**Problem details:** Skip every line before the one containing "Confirm that each instance of the wood grain", then copy that line and the rest of the entries below exactly, through the last line.

Image point grounding data:
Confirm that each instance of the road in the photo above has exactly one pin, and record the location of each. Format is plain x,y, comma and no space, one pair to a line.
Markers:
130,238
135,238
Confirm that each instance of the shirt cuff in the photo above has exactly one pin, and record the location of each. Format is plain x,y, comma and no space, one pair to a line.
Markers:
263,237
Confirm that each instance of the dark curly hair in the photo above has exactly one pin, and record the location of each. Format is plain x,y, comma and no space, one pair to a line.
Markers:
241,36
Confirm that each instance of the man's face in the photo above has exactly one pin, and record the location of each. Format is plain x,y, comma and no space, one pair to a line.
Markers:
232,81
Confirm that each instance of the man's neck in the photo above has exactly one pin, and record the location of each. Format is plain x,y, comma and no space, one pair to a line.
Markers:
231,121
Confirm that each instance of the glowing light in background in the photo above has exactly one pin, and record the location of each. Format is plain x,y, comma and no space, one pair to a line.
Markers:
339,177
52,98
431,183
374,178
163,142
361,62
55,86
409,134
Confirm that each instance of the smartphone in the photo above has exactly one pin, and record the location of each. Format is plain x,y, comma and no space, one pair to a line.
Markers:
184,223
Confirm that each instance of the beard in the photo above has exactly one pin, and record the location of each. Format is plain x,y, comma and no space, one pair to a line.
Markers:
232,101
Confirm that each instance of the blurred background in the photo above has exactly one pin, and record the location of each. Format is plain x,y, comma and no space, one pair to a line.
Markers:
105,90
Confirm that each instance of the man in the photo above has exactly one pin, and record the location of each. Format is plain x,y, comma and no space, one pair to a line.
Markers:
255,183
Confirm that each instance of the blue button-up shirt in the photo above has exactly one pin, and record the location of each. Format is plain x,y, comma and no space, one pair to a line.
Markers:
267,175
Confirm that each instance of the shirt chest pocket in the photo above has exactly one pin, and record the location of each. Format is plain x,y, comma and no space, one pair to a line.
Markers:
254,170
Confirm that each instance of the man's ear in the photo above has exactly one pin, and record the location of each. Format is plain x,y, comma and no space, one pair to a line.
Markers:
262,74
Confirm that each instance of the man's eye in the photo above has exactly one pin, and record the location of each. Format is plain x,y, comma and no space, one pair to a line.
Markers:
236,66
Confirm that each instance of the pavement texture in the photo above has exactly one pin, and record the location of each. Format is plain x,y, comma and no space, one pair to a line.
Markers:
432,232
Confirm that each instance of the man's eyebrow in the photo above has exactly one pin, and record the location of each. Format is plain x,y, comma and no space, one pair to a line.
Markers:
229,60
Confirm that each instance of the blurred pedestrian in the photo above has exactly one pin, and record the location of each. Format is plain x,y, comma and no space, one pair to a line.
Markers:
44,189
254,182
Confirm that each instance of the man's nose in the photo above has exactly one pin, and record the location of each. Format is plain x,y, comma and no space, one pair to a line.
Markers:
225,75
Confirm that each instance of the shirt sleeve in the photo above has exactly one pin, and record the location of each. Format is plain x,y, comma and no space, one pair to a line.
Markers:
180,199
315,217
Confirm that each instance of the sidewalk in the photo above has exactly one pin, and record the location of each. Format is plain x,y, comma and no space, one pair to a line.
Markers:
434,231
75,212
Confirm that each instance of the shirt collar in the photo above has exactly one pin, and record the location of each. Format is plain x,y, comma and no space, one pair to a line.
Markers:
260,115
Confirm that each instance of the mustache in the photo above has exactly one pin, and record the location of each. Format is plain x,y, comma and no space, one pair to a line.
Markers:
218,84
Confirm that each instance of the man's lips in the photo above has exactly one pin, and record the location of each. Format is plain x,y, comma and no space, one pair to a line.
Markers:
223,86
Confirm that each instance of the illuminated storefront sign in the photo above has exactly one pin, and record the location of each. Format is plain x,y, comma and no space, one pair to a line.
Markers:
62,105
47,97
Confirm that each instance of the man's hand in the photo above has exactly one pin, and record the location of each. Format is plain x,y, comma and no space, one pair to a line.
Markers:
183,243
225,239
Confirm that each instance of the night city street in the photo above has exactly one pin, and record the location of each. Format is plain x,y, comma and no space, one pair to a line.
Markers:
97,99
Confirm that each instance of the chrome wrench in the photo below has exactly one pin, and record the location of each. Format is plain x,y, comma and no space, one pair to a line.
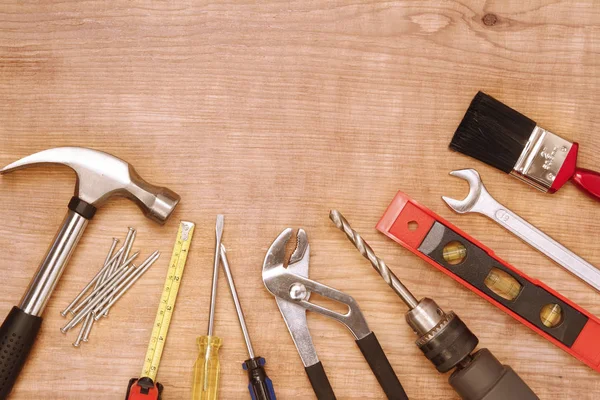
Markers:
480,201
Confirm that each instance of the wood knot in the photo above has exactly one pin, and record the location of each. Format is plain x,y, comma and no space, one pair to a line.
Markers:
490,19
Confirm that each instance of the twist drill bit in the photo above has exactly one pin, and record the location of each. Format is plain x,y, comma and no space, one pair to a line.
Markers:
445,339
377,263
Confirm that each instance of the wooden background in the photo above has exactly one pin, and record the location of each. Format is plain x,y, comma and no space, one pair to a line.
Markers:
272,112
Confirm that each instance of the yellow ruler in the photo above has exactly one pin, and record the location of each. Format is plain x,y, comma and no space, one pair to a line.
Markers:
167,300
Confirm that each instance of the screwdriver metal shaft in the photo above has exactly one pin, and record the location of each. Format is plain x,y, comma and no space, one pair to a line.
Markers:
236,301
380,266
260,385
207,367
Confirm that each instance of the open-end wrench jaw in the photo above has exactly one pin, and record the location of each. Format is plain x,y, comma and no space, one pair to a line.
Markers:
476,192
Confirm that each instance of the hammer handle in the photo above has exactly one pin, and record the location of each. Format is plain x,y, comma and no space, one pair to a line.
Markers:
17,335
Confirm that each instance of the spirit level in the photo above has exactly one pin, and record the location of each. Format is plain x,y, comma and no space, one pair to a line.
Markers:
475,266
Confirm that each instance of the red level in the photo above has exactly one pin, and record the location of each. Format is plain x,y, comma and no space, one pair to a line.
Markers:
424,233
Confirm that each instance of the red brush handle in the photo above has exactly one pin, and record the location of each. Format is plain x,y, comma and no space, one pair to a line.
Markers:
588,181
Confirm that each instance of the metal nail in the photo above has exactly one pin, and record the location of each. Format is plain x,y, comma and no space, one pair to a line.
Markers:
140,271
94,280
102,285
126,254
120,275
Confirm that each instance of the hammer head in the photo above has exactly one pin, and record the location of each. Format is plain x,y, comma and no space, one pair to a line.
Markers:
101,176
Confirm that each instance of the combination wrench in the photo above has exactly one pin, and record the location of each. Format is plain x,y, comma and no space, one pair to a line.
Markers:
480,201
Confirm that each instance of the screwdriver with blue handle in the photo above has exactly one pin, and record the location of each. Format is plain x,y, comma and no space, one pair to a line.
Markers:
260,386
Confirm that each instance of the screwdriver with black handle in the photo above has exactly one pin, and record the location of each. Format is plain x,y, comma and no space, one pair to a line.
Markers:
259,386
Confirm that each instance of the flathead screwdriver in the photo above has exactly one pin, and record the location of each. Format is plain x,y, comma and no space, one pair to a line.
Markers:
207,368
259,386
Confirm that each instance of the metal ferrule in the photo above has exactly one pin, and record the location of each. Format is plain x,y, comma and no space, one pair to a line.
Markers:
541,159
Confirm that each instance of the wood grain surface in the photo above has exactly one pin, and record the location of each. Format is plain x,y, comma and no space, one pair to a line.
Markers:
272,112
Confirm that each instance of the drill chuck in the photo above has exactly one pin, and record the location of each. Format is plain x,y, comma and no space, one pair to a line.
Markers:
447,342
443,338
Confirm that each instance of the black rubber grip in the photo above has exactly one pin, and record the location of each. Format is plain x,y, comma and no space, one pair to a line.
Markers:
17,335
485,378
320,383
381,367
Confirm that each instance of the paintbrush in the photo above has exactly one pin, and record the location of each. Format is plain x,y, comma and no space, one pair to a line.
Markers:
499,136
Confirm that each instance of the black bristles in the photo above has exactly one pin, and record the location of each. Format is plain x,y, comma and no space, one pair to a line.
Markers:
492,132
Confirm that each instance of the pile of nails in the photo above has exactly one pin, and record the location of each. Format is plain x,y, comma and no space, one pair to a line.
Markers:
115,277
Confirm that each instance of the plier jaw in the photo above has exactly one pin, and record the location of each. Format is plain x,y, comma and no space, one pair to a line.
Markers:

**Exercise result:**
Confirm that each instance of the wood grain surface in the photo above has exactly one pin, and record the location of each. Format is plain x,y, comma and no space, one pair to a line.
Markers:
272,112
Confirm that each instance of the drill chuck in the photo above has exactly one pin, and record the location of each. Format is plain x,y, comma and no space, one pair to a line.
Markers:
447,342
443,338
Confirm that each instance of the black rubber grip in the photo above has exactly one pin, and record the location of each. Format is plain x,y, comma and no space, one pair to a line.
Markers:
17,335
485,378
320,383
381,367
Confirm that each instance of the paintbrush in the photo above has exactly one pin, and record the location of each. Format is plain x,y, comma and no space, one pair to a line.
Markers:
499,136
Confirm that each instance of the black bristles in the photo above has exactly one pin, and record the location of each. Format is plain x,y, comma and no space, one pair to a line.
Markers:
492,132
Confirm that each instance of the pile of nails in the photo above has exactly one pin, and record the location of each. Format is plain x,y, comma and no space, one pair to a line.
Markers:
115,277
Confirm that each instance of the plier jaw in the photo above has exactly one pin, and record the location of each. Format is plain x,y, comma and no space, one pair to a line.
Markers:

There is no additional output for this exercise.